Yay! Congratulations oneironautics! 

I actually use something that may be very similar to what you experienced, if not the same. I use it periodically during WBTB. I call it weirdness induction and it basically involves inducing that startled feeling which seems to get the brain juices flowing to raise awareness when I go back to sleep. As creative as you are, you may find a different way to become super skeptical.

----------


## oneironautics

Thanks man I appreciate your input, I can relate to weidness induction, just as soon as i get lucid i wake up so quickly.

So last month i was working on becoming more logical too pass some test, and i guess it worked got approved for 2 classes, now the problem is i can only do 1 and have too choose between them . So I guess thats gonna keep me busy for the summer , i'm pretty sure thats  where the fear was coming from making the wrong decision, it is a choice that would affect the rest of my working life.. I was reading through my DJ and i'm understanding the fear better i think. Now have to put the logistics to good use :-)

_GIVEN PROBLEM_.
Reproduce word for word the part of the forum thread on lucid dreaming starting at "## oneironautics" and ending at "good use :-)". The listing that follows has no connection to the forum thread on lucid dreaming.

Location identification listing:
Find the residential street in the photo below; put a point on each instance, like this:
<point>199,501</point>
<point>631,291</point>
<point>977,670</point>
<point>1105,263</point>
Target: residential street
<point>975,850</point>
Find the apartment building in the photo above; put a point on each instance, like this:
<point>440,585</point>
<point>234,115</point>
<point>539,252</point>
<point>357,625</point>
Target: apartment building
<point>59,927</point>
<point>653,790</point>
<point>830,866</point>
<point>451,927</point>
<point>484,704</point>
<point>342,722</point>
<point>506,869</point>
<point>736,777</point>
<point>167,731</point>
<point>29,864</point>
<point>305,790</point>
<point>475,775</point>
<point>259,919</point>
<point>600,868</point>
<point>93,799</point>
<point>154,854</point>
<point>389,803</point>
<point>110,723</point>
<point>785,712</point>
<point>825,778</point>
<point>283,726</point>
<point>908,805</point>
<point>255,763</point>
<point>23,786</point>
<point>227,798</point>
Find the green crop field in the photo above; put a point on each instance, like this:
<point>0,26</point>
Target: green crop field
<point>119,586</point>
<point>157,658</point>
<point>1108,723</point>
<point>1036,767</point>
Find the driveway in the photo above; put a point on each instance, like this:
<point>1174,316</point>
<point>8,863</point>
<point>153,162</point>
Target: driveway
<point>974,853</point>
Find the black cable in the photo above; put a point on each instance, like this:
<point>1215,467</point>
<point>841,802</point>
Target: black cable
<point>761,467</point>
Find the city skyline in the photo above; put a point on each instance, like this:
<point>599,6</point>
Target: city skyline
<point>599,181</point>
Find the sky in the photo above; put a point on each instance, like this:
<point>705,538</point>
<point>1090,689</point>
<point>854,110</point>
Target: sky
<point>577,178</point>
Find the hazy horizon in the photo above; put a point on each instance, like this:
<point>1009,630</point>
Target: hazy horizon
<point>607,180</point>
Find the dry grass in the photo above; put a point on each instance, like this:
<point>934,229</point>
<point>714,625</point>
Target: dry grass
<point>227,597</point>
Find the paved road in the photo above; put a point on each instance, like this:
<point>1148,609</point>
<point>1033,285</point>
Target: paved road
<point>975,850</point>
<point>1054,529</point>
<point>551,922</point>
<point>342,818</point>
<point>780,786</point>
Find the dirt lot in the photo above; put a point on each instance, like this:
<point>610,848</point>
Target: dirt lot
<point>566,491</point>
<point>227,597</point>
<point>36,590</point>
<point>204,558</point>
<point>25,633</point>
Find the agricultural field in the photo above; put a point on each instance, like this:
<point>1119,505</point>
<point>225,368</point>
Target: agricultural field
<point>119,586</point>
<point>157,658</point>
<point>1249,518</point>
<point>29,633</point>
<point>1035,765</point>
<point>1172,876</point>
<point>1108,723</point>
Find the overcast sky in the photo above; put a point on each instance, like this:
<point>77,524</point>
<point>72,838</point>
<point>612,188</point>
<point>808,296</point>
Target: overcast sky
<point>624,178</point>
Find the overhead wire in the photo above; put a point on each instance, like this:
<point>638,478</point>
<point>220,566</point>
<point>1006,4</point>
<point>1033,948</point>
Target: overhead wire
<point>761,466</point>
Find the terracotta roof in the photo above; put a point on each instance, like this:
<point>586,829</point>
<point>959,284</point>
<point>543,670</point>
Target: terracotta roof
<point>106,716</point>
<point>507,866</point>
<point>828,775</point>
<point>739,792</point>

_SOLUTION TO THIS EXERCISE_.
## oneironautics

Thanks man I appreciate your input, I can relate to weidness induction, just as soon as i get lucid i wake up so quickly.

So last month i was working on becoming more logical too pass some test, and i guess it worked got approved for 2 classes, now the problem is i can only do 1 and have too choose between them . So I guess thats gonna keep me busy for the summer , i'm pretty sure thats  where the fear was coming from making the wrong decision, it is a choice that would affect the rest of my working life.. I was reading through my DJ and i'm understanding the fear better i think. Now have to put the logistics to good use :-)